TEXT SECTION.
* begin *
Materiais de construção [Construction materials] is organized around two situations: Entulho [Debris], a box of fragmented spare parts, mostly from objects produced in the past l works; and Showroom, display cases containing a wide variety of objects organized according to how they were cut and what kind of materials they were made out of.

These are extreme situations of an ordinary civil construction industry process: availability of organized materials that will be selected and purchased; and debris resulting from demolition that both ends a process and points to the building of a new space. Here, the artist presents simultaneously situations that would otherwise be apart in time: availability and disposal.

It makes the time of construction processes evident based on the perspective of materials. But various and different types of time are found here.

Entulho is at the gallery window. It consists of scrap, small parts that result from cut-out metal plates used as raw material in other works. The artist says goodbye to a collection of “leftovers” that were neatly stored until now, until this work l scrap was done. They had been stored for ten years. There, they had been separated and grouped just as materials that would be reused; here, they are all mixed together and placed in a disposal box.

A “useless” work, since it excludes for these materials the previous possibility of being used. But it is important to point out that there is logic to this disposed material— nothing prevents this mix to become available material again, albeit a hybrid one, as long as a different construction logic is followed. Here, irreversibility is a decision.

When mixing different materials, Lucia Koch creates an inverted construction site; a “demolition” of sorts. It is opposed to the main room in which materials are inside their display cases and in a state of pure potentiality: they may be used for different and unforeseen purposes.

Showroom presents an inventory of patterns built along several years by the artist. The organization of these sets follows a principle that is more logical than formal: façade display case, wood display case; acrylic display case; gradated display case, mirrors display case.

Organized in common display cases, which are found in
any hardware store, the patterns can be manipulated, placed further to be better observed, but (as it is usually done when they are in display cases) they are kept imprisoned as objects. Together, these patterns are the possible availability that
will not happen. The materials are not for sale, they cannot be picked, set aside, assorted or differentiated, and end up forming saturation.

As if by discovering the uniqueness of each element, raw materials used in the construction of her works l places, Lucia Koch shared her inventory of raw materials with others. And, after painstakingly building her unique and unrepeatable pieces, she brings matter back to being universal, devoid of space.

On the one hand, the exhibition presents the logical- mathematical rigor in terms of cataloguing; on the other, it has a multiform and noticeable variety of mixed elements.

Showroom and Entulho are two extremes of the construction process and dismantle the most consistent characteristics of the artist’s production: her indissociable association with the architectural landscape, which is transformed when she gets in touch with it.

Lucia Koch is known as an artist who works with space. Her works create unique places through a close and precise dialogue established with the site where it will be implemented.
* end *
TASK INPUTS.
* begin *
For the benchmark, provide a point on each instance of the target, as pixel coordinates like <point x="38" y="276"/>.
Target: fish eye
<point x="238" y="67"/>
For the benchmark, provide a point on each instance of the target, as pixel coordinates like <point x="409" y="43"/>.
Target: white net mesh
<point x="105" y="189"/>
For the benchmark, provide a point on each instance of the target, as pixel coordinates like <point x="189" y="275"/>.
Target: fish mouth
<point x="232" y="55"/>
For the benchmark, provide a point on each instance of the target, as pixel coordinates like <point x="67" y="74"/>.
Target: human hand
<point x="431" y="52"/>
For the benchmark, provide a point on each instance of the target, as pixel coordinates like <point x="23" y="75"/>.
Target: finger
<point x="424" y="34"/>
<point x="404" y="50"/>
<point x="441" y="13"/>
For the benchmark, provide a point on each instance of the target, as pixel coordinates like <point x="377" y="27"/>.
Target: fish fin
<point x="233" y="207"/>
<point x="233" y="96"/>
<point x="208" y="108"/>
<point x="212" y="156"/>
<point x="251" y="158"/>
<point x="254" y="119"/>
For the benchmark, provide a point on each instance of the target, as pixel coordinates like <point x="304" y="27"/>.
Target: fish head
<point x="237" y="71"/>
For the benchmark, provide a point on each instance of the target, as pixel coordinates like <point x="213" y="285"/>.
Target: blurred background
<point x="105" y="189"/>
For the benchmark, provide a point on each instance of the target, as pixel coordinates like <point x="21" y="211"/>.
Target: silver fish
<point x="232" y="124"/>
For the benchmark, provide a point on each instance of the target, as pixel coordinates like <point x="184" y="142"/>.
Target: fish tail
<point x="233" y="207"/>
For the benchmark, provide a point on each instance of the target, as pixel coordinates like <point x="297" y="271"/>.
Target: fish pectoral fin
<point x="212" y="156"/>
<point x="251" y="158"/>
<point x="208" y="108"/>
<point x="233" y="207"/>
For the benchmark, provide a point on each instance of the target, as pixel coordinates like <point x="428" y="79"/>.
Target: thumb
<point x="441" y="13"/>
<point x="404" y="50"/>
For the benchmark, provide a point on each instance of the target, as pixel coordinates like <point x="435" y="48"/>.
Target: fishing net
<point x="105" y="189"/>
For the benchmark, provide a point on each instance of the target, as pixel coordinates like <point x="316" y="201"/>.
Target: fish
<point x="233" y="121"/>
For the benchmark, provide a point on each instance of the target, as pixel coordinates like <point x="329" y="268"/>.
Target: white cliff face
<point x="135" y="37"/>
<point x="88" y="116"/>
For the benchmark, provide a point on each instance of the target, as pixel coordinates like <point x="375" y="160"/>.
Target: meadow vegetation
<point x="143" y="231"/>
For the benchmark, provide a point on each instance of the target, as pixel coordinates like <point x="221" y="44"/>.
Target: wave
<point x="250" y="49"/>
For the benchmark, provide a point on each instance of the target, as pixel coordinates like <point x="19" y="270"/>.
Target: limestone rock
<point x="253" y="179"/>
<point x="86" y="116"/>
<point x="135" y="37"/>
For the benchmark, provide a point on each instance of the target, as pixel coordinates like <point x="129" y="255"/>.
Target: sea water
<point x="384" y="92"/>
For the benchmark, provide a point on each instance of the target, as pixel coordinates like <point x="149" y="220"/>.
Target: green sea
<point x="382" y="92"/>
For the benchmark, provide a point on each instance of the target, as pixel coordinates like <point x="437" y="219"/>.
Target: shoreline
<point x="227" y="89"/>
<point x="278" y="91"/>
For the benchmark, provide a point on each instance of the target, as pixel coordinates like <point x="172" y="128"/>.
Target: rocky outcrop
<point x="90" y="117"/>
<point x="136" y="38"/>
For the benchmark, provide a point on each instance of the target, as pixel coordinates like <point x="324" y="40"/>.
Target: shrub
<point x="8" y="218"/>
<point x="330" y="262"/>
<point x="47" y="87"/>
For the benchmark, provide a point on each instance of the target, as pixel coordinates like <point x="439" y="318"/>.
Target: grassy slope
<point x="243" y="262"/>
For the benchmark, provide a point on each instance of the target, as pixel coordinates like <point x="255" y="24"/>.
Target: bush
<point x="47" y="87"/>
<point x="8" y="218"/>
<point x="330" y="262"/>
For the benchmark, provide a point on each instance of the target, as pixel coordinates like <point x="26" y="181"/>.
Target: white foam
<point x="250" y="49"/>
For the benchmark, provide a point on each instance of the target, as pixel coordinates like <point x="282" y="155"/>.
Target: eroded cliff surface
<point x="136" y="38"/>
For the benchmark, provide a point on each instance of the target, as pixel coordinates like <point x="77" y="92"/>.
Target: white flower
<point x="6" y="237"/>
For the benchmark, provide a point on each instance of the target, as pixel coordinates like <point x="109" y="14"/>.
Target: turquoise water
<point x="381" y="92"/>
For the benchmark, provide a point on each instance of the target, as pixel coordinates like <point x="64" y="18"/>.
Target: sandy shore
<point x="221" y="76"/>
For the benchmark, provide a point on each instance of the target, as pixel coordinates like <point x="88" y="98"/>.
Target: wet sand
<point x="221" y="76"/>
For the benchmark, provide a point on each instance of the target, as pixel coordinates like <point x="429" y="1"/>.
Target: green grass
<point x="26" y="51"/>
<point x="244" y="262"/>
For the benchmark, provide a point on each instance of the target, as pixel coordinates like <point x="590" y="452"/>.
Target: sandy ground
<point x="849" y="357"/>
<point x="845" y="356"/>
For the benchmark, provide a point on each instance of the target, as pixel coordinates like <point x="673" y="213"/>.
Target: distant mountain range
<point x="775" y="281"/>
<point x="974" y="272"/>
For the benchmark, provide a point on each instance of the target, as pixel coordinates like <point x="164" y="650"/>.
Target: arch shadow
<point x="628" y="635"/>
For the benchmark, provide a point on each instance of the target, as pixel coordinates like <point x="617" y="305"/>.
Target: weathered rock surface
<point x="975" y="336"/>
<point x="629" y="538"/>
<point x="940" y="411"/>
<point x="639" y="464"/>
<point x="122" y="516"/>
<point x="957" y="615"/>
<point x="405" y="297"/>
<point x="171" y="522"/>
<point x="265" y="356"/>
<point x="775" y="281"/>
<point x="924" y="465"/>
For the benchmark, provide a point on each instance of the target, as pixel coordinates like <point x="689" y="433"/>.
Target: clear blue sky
* end *
TASK SET.
[A] In the exhibition text, how long had the scrap used in Entulho been stored?
[B] Locate each line in the entries that holds the word "green".
The exhibition text and the entries were taken from unrelated sources.

PROBLEM SOLUTIONS.
[A] Ten years.

[B]
Target: green sea
Target: green grass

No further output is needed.